*** Opening Source records ***

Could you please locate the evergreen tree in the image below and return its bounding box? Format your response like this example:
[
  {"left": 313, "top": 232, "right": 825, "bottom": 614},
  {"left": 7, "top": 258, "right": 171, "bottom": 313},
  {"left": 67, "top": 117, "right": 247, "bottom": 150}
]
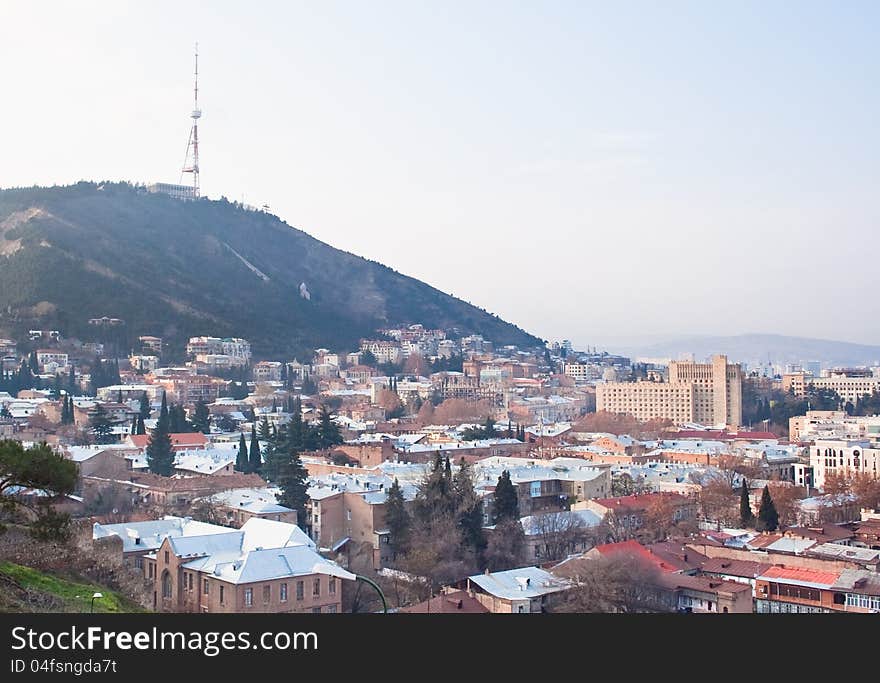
[
  {"left": 277, "top": 451, "right": 309, "bottom": 528},
  {"left": 492, "top": 470, "right": 519, "bottom": 524},
  {"left": 139, "top": 391, "right": 151, "bottom": 420},
  {"left": 454, "top": 459, "right": 486, "bottom": 558},
  {"left": 385, "top": 478, "right": 411, "bottom": 558},
  {"left": 28, "top": 350, "right": 39, "bottom": 374},
  {"left": 90, "top": 404, "right": 114, "bottom": 444},
  {"left": 67, "top": 366, "right": 77, "bottom": 395},
  {"left": 316, "top": 403, "right": 343, "bottom": 449},
  {"left": 258, "top": 416, "right": 271, "bottom": 441},
  {"left": 191, "top": 400, "right": 211, "bottom": 434},
  {"left": 116, "top": 389, "right": 123, "bottom": 405},
  {"left": 739, "top": 479, "right": 754, "bottom": 528},
  {"left": 146, "top": 406, "right": 175, "bottom": 476},
  {"left": 249, "top": 424, "right": 262, "bottom": 474},
  {"left": 756, "top": 485, "right": 779, "bottom": 532},
  {"left": 236, "top": 432, "right": 249, "bottom": 472},
  {"left": 136, "top": 415, "right": 146, "bottom": 435},
  {"left": 130, "top": 417, "right": 137, "bottom": 435},
  {"left": 288, "top": 397, "right": 304, "bottom": 453},
  {"left": 50, "top": 373, "right": 61, "bottom": 399},
  {"left": 159, "top": 392, "right": 169, "bottom": 425}
]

*** Closing Source records ***

Exercise description: Exactness is what counts here: copy each entry as given and omit its pictures.

Exercise output:
Could you please locate the evergreen tree in the image below and return its bounding box? Format your response like this example:
[
  {"left": 313, "top": 232, "right": 825, "bottom": 614},
  {"left": 7, "top": 258, "right": 171, "bottom": 313},
  {"left": 67, "top": 117, "right": 247, "bottom": 150}
]
[
  {"left": 277, "top": 451, "right": 309, "bottom": 528},
  {"left": 492, "top": 470, "right": 519, "bottom": 524},
  {"left": 139, "top": 391, "right": 151, "bottom": 420},
  {"left": 454, "top": 459, "right": 486, "bottom": 558},
  {"left": 385, "top": 478, "right": 411, "bottom": 558},
  {"left": 28, "top": 350, "right": 39, "bottom": 374},
  {"left": 90, "top": 404, "right": 114, "bottom": 444},
  {"left": 67, "top": 366, "right": 77, "bottom": 395},
  {"left": 316, "top": 403, "right": 343, "bottom": 449},
  {"left": 258, "top": 416, "right": 271, "bottom": 441},
  {"left": 191, "top": 400, "right": 211, "bottom": 434},
  {"left": 116, "top": 389, "right": 123, "bottom": 405},
  {"left": 739, "top": 479, "right": 754, "bottom": 528},
  {"left": 146, "top": 406, "right": 175, "bottom": 476},
  {"left": 249, "top": 424, "right": 262, "bottom": 474},
  {"left": 756, "top": 485, "right": 779, "bottom": 532},
  {"left": 236, "top": 432, "right": 249, "bottom": 472},
  {"left": 136, "top": 415, "right": 146, "bottom": 435},
  {"left": 130, "top": 417, "right": 137, "bottom": 435},
  {"left": 288, "top": 397, "right": 304, "bottom": 453},
  {"left": 50, "top": 373, "right": 61, "bottom": 399},
  {"left": 159, "top": 392, "right": 169, "bottom": 425}
]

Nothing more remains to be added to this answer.